Your task is to return the span of lines beginning at the one with "Two rules. Place a point on every instance of the bar" and ending at the last line of the data, exactly as it stands.

--- start DATA FOR THE TASK ---

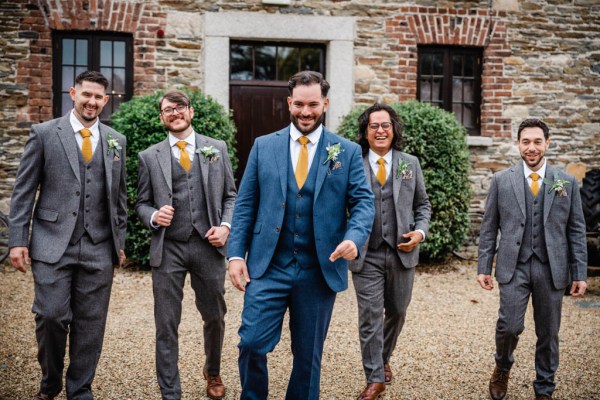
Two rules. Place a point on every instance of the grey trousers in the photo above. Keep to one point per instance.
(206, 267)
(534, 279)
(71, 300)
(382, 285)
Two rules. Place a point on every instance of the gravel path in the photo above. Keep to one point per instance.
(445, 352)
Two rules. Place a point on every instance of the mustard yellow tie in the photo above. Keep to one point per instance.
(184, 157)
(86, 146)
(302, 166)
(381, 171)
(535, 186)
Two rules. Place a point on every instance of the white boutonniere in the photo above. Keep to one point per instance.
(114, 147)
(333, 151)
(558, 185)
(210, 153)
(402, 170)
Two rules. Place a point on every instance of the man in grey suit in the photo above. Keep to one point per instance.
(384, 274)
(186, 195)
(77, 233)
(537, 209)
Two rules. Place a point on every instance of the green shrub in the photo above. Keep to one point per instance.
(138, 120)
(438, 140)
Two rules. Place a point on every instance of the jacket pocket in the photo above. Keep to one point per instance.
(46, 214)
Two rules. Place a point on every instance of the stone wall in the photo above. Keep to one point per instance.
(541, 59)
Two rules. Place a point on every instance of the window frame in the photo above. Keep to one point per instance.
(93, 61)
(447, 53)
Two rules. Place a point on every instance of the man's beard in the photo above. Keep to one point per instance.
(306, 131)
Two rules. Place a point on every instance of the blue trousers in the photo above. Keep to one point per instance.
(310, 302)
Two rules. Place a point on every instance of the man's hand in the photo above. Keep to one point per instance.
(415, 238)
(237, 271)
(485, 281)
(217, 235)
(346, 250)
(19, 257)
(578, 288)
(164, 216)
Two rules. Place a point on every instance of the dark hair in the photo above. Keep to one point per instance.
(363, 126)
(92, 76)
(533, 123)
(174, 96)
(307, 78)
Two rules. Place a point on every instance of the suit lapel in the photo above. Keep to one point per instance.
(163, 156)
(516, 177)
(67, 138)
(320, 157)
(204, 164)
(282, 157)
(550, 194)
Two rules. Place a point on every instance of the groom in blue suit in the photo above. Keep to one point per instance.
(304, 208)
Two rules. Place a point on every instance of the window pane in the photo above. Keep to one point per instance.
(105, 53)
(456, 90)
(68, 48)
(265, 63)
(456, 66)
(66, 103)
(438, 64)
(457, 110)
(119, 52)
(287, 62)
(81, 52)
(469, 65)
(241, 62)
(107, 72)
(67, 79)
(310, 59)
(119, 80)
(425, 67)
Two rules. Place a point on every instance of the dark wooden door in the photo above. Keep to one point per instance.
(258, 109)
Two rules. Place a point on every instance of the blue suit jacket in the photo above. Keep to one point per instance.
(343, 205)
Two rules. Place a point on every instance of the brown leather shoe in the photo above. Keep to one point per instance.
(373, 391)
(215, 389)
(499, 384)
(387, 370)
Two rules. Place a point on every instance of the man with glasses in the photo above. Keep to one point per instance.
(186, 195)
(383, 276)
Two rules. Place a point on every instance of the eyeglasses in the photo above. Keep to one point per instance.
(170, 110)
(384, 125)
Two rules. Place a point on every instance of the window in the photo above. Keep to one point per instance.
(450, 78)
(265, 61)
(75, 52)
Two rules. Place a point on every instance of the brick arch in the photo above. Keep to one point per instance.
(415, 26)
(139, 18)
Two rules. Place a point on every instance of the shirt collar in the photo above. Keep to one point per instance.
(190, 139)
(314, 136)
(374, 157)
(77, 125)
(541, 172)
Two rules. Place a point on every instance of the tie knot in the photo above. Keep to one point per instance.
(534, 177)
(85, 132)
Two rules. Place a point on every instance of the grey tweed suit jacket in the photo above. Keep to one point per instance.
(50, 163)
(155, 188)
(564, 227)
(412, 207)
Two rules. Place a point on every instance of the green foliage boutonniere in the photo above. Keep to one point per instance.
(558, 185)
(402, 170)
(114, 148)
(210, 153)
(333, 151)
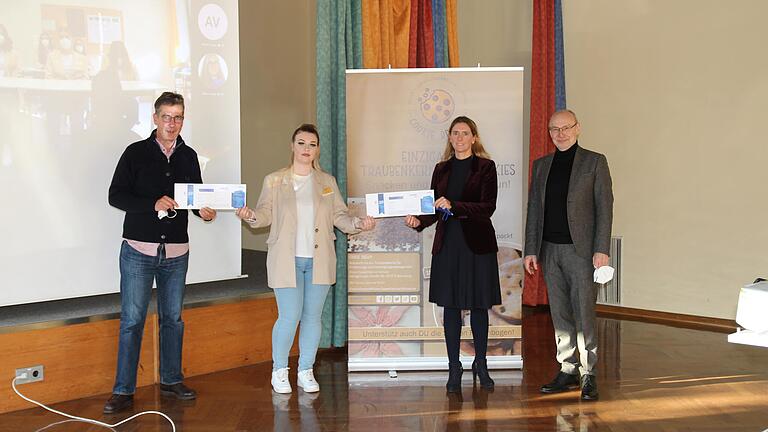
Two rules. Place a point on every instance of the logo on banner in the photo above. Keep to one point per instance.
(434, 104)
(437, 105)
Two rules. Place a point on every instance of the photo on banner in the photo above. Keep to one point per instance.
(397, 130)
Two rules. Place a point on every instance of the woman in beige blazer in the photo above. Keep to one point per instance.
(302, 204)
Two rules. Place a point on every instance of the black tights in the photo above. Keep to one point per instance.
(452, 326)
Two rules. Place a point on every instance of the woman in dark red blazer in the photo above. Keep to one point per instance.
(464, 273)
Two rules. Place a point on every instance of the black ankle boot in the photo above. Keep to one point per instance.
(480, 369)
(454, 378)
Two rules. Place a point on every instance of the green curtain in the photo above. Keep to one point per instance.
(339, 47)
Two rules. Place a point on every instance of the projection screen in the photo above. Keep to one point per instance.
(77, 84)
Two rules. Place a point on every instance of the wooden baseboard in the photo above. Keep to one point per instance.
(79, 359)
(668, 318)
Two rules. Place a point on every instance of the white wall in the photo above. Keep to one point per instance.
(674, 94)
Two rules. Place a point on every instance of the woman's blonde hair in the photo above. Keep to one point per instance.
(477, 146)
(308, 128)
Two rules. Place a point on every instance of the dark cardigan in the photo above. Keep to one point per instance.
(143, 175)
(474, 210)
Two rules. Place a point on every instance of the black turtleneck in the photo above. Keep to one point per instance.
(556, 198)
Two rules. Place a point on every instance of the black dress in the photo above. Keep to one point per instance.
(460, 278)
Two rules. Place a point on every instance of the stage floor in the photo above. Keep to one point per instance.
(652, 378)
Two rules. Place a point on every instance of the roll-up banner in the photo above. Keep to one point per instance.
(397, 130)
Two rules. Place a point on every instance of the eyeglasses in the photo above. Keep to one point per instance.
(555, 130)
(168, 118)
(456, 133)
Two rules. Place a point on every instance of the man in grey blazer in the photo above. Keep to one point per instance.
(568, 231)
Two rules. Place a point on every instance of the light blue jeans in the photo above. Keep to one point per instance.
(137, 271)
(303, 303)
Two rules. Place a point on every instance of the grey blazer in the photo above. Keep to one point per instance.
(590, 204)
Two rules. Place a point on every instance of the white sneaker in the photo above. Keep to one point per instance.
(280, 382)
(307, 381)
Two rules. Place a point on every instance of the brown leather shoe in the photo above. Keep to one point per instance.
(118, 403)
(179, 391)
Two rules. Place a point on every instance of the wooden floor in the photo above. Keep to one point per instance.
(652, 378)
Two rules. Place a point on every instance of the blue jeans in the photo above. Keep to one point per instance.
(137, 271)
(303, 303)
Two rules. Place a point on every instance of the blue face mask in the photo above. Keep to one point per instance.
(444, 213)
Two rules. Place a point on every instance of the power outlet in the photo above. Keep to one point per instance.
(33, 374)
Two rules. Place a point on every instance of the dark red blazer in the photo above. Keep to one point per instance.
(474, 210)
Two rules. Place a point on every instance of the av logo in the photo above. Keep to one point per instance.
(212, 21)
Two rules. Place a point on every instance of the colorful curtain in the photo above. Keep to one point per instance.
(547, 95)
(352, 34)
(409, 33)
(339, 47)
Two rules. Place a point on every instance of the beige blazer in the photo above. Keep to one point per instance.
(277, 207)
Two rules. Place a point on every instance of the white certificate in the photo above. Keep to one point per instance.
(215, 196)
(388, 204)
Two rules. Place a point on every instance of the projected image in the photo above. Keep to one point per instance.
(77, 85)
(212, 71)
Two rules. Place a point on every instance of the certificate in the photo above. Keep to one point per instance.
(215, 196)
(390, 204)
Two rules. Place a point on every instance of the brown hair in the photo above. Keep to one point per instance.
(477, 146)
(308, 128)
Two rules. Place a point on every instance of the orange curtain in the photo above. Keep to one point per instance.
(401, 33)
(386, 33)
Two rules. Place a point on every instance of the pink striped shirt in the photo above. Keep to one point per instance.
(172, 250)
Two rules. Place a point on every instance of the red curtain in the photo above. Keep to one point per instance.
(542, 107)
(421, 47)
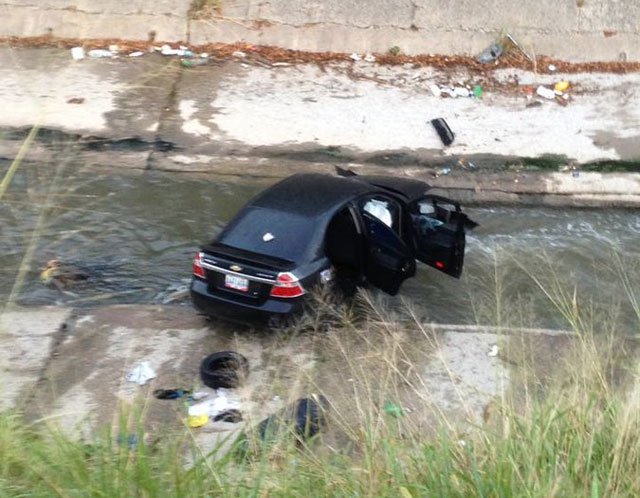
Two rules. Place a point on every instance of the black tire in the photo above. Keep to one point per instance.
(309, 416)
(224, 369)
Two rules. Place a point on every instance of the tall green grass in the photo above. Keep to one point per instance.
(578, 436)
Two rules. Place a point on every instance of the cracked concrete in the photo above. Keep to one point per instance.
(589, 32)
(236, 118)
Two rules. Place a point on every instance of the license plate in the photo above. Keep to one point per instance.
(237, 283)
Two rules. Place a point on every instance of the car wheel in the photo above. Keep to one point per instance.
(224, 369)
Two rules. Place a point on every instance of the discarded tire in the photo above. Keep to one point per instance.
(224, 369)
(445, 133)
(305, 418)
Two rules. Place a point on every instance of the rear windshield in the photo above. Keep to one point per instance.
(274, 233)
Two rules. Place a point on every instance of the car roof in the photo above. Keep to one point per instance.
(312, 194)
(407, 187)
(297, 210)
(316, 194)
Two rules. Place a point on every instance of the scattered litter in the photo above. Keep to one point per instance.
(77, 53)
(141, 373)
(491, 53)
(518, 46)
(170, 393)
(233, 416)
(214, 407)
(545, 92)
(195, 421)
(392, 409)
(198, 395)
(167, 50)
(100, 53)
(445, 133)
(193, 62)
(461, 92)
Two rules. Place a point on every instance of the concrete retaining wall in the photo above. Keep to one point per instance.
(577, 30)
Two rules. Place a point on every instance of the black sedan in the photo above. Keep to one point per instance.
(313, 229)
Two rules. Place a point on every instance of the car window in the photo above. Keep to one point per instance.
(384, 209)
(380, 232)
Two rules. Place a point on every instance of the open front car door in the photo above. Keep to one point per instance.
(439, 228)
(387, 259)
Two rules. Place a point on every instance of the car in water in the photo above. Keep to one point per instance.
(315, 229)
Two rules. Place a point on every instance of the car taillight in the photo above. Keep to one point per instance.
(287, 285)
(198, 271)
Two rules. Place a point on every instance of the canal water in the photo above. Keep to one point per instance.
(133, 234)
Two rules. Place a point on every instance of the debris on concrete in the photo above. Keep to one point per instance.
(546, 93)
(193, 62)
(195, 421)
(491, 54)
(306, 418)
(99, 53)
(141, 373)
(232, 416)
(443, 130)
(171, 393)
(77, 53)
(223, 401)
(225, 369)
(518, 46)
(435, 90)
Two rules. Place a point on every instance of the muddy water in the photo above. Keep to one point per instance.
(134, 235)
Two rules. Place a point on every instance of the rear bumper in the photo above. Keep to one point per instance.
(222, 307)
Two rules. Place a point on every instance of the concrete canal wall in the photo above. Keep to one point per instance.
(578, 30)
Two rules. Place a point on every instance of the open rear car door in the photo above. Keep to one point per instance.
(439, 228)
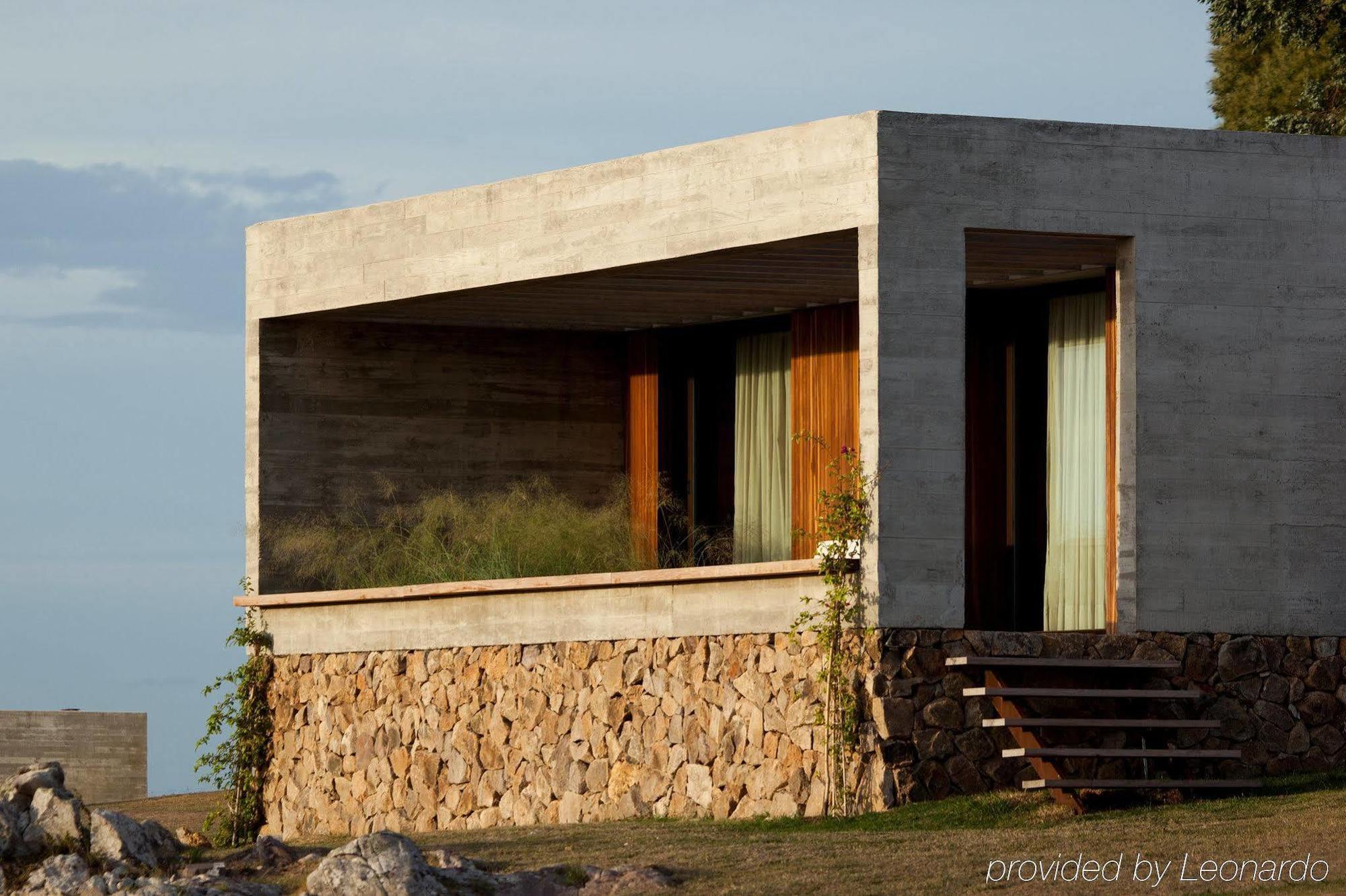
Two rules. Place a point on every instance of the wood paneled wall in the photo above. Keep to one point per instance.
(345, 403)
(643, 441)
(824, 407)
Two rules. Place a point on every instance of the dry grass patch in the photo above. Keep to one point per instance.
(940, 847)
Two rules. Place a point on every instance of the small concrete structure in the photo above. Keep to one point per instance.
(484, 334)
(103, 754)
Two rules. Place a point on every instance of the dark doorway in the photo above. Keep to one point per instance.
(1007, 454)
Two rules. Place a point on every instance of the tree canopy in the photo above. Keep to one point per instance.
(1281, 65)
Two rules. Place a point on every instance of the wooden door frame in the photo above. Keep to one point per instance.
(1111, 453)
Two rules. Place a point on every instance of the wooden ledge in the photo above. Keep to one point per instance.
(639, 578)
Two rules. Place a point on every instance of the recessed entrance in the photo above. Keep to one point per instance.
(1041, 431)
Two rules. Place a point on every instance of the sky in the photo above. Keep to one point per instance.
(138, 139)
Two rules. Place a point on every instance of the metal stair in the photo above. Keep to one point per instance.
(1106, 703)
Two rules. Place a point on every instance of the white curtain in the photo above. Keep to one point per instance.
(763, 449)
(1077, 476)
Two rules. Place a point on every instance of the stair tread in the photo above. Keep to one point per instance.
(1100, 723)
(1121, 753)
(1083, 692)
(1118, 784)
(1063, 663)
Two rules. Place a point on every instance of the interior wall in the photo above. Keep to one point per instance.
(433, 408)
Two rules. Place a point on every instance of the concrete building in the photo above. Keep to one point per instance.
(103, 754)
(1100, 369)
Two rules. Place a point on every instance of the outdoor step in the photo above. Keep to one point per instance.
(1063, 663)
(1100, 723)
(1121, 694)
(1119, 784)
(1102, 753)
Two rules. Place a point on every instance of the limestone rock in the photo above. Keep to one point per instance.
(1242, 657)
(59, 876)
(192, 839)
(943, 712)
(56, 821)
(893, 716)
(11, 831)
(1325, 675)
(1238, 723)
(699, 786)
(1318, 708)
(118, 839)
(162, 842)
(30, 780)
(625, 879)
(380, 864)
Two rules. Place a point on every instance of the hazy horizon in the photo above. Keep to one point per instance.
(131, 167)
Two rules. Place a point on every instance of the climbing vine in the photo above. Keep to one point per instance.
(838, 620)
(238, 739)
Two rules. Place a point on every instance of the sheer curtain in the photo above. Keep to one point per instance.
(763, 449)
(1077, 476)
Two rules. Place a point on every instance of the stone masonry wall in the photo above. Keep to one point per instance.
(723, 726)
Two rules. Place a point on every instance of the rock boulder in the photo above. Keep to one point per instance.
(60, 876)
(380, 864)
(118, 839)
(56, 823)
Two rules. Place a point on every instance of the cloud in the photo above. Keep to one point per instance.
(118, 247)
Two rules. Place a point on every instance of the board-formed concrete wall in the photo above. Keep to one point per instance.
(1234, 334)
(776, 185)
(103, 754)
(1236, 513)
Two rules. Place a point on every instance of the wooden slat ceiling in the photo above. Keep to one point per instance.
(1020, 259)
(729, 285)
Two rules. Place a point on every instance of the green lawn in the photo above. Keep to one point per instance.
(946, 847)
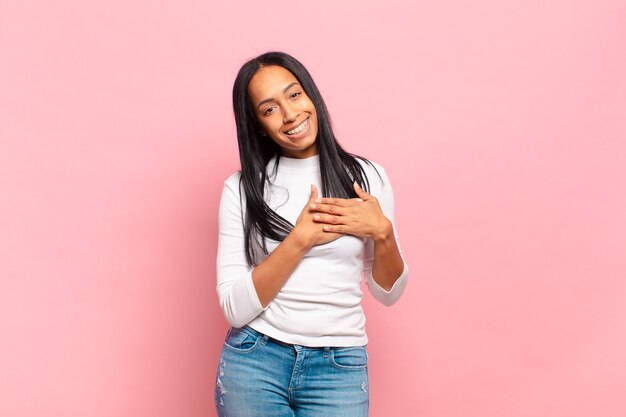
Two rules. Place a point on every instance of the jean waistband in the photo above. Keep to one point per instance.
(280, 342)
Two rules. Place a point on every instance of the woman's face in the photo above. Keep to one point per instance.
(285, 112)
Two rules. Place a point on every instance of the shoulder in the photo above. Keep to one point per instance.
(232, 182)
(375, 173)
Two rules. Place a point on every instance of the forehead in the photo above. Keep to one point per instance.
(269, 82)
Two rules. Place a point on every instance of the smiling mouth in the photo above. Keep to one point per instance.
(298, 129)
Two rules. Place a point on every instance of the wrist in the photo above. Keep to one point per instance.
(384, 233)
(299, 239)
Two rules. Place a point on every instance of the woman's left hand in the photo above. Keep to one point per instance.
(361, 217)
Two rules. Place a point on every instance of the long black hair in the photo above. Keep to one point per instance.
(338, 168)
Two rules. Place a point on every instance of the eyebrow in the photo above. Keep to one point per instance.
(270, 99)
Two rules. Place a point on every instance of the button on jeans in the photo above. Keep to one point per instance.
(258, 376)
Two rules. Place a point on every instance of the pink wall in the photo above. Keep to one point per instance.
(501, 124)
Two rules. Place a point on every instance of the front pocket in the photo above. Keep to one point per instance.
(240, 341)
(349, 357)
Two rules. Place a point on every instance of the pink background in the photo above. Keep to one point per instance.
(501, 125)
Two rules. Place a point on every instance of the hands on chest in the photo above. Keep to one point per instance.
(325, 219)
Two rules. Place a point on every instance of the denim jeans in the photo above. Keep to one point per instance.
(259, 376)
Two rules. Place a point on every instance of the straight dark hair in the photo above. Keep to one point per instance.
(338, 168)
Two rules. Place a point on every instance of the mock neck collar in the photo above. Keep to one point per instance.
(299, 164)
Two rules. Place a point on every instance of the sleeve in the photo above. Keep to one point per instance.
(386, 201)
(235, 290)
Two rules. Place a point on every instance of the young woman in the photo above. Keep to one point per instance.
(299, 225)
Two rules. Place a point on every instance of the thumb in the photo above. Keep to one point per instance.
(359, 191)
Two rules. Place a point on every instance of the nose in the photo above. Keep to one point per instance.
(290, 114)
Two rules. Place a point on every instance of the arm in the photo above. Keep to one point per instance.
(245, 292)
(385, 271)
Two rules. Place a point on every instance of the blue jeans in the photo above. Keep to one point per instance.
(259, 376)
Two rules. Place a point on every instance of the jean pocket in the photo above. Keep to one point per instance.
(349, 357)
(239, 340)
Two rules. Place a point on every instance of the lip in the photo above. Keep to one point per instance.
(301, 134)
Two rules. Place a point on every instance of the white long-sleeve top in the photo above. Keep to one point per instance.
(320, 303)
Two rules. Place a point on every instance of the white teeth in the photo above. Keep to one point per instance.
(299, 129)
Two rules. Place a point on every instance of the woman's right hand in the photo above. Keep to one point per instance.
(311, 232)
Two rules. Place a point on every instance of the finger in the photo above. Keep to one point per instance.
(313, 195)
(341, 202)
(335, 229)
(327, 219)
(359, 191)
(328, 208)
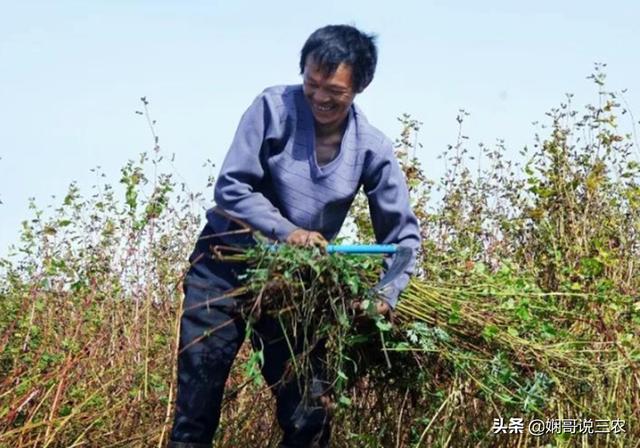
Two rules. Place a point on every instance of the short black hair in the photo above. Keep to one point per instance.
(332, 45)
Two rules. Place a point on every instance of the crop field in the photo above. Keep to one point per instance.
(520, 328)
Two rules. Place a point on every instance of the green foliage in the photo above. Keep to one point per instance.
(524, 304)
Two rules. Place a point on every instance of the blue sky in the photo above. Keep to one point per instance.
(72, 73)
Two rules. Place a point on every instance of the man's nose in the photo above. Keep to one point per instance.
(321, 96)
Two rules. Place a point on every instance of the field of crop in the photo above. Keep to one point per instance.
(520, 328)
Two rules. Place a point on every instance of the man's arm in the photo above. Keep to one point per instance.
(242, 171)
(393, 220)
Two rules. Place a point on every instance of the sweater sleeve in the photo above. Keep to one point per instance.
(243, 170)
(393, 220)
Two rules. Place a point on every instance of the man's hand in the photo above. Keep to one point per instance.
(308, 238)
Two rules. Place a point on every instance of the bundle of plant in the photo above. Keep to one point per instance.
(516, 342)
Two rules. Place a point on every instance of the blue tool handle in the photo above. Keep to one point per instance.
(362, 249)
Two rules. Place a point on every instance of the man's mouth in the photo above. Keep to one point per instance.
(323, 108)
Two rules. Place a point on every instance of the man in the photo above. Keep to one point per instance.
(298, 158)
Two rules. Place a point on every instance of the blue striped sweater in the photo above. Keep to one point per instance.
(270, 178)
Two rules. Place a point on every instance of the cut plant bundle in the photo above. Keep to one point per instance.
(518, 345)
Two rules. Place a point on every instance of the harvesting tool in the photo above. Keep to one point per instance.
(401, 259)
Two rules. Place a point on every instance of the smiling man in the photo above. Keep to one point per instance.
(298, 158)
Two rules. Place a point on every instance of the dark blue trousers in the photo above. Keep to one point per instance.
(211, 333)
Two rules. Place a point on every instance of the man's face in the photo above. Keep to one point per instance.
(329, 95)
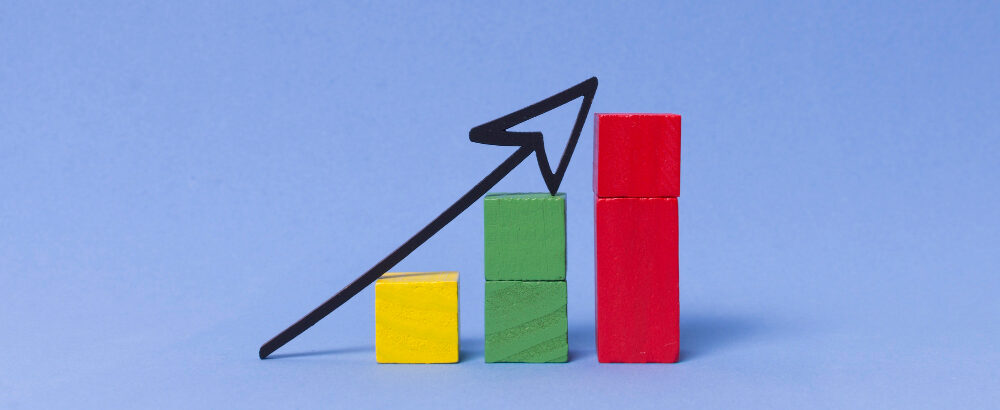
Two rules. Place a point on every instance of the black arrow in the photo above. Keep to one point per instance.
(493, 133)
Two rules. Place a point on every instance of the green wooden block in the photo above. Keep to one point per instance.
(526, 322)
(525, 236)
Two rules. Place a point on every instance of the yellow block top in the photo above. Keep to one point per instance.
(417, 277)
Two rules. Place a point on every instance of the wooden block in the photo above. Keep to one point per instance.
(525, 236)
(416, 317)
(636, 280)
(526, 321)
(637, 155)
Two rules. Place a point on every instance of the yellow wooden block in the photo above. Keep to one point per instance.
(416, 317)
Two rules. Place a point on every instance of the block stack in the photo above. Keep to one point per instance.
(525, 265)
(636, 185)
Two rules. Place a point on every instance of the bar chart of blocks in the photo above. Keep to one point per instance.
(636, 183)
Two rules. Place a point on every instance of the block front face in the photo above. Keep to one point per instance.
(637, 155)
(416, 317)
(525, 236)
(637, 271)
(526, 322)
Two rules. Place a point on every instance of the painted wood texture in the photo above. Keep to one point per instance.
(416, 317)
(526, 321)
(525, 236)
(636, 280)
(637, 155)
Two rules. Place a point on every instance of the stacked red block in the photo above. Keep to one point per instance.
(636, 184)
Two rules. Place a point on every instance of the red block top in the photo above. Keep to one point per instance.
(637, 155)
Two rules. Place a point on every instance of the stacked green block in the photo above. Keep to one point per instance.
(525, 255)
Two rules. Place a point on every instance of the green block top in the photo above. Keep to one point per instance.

--- end DATA FOR THE TASK ---

WRITTEN ANSWER:
Two rules. Place a point on every instance of the bar chart of blocks in the photo above. Keep to one point per instance.
(636, 183)
Two rules. Place a point on every instance of the block front face in the photo above. Keep to one point per instance.
(637, 155)
(416, 317)
(525, 236)
(637, 271)
(526, 322)
Two rules. Place a point on every instance of the painted wood texture in the photo above. Keep to one point per instance.
(416, 317)
(526, 321)
(525, 236)
(636, 280)
(637, 155)
Two rules. Place a point on every instance of the stacked red block in the photo above. Keep to one point per instance.
(636, 184)
Two rules. Place a point on every instance of the red block top in the photo above. Keep to one point per instance.
(637, 155)
Two rules. Place a point on every instance of the stacked green block in the photo above. Keep to one point per instance.
(525, 255)
Two rules. Place a point on every instance of the green block top in the photo above. Keep to one point per instance.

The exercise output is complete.